(Excerpted data Opens)
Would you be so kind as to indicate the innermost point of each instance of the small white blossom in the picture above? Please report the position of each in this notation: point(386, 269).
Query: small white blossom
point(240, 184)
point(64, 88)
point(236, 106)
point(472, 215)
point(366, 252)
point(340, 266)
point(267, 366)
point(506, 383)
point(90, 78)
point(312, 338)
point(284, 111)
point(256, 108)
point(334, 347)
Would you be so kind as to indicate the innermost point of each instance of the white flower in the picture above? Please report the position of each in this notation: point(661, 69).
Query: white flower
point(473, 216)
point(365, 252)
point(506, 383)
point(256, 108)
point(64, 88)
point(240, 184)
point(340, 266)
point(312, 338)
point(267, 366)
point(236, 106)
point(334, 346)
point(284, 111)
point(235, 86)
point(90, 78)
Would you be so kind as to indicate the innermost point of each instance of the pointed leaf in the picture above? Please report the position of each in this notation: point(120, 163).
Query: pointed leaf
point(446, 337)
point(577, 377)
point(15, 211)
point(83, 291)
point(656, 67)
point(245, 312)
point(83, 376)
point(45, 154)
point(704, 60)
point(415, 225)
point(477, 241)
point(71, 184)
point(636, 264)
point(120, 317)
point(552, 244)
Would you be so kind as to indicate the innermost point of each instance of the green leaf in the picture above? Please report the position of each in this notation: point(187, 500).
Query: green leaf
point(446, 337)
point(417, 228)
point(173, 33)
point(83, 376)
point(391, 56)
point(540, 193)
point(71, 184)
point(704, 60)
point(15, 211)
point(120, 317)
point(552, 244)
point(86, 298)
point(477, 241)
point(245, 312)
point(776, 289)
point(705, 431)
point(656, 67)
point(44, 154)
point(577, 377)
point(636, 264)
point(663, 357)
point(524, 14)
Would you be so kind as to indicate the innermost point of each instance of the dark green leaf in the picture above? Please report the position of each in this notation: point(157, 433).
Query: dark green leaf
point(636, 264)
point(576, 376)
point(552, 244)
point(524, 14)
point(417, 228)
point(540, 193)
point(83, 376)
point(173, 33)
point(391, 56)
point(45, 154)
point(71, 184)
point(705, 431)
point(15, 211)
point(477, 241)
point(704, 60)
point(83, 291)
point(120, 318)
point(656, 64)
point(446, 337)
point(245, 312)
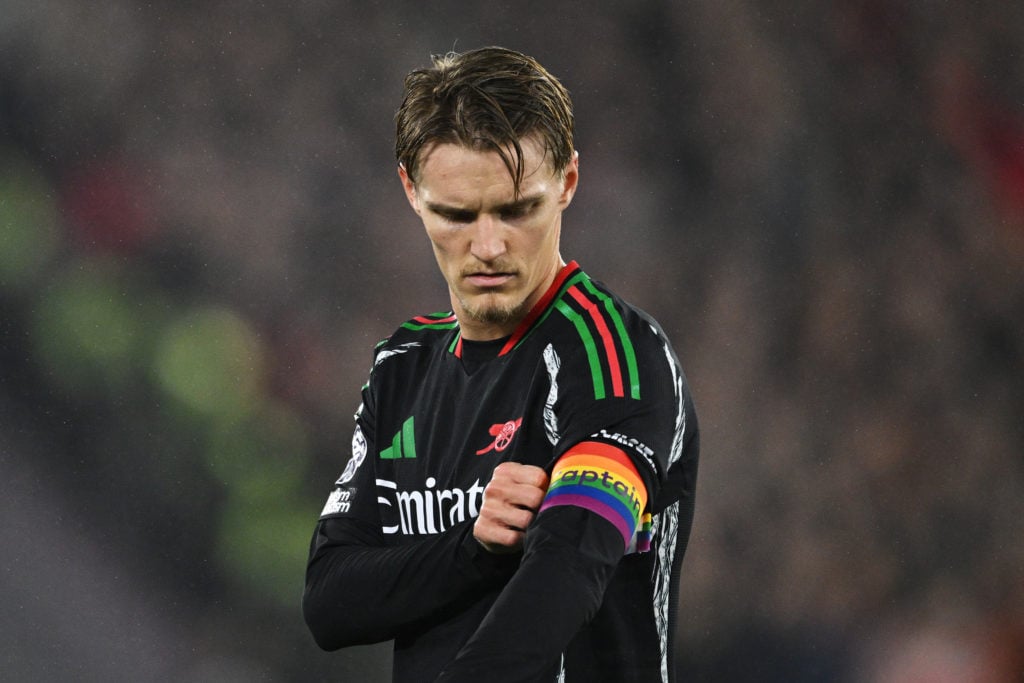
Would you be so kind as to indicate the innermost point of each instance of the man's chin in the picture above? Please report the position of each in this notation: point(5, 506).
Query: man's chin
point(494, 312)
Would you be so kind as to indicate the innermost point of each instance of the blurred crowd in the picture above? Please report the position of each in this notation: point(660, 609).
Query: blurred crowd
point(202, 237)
(Excerpted data Closes)
(Excerpted data Opens)
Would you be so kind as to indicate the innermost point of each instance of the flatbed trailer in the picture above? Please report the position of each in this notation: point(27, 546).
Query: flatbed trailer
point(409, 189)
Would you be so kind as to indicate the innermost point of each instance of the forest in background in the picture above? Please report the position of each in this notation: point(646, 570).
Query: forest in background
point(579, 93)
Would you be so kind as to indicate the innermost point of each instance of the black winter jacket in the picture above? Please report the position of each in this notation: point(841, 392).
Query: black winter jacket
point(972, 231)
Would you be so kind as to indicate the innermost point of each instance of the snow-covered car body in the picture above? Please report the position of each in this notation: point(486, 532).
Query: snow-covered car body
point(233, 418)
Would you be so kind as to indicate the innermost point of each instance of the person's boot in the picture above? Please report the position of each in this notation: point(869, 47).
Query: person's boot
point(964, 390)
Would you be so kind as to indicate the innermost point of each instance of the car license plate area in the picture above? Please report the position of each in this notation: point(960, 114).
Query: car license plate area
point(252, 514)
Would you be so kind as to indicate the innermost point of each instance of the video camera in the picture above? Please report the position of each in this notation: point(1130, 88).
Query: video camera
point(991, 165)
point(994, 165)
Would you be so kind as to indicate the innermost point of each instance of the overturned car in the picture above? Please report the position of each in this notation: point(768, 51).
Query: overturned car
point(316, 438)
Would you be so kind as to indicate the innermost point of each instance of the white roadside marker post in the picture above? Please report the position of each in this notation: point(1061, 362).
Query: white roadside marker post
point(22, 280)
(Excerpted data Closes)
From the entries above, extract only the lines running from the one containing "Query: pointed leaf" through the one containing "notation: point(187, 500).", inclusive.

Query: pointed leaf
point(446, 337)
point(577, 377)
point(15, 211)
point(83, 291)
point(656, 67)
point(245, 312)
point(83, 376)
point(45, 154)
point(704, 60)
point(415, 225)
point(477, 241)
point(71, 184)
point(636, 264)
point(120, 317)
point(552, 244)
Would you be so kind as to indicate the innermost point of each instance of the green leaf in the picture above? Please report the position of each in this notation: point(187, 500).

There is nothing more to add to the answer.